I also use my season extenders, like mini hoop tunnels, so I can plant heat-loving, long-season crops like ground cherries, eggplants and peppers earlier in the spring. However, in recent years, our climate has begun to change and our summers have definitely gotten longer and warmer.

What is the biggest challenge to gardening in the winter (besides cold weather)?

Photo by: Storey Publishing Joseph De Sciose

Storey Publishing Joseph De Sciose

Early on, I found the biggest challenge was finding seeds for my winter garden. Many companies didn’t stock the vegetables or varieties I wanted to grow: mache, mizuna, claytonia, tatsoi and so on. Thankfully, with the popularity of food gardening and year-round vegetable gardening, it’s become much easier to source these seeds and I can even buy them at my local seed companies.

- **GIVEN RECORDS**:
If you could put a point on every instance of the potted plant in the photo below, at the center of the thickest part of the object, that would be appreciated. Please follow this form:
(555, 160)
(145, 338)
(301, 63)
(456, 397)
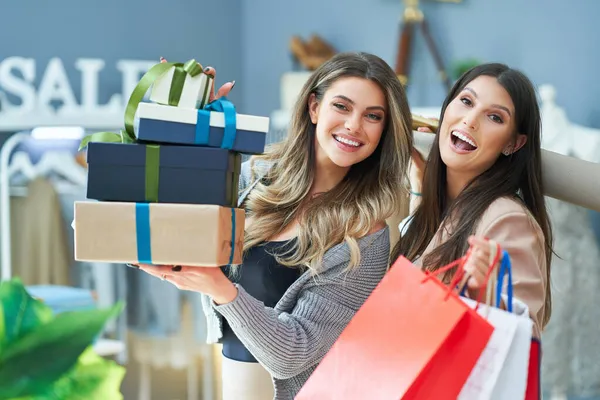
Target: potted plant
(49, 357)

- **WHAT IS EXPECTED**:
Reproduce, word for word, the portion of the gardening text from "Early on, I" to "local seed companies.".

- **EXPECTED ANSWER**:
Early on, I found the biggest challenge was finding seeds for my winter garden. Many companies didn’t stock the vegetables or varieties I wanted to grow: mache, mizuna, claytonia, tatsoi and so on. Thankfully, with the popularity of food gardening and year-round vegetable gardening, it’s become much easier to source these seeds and I can even buy them at my local seed companies.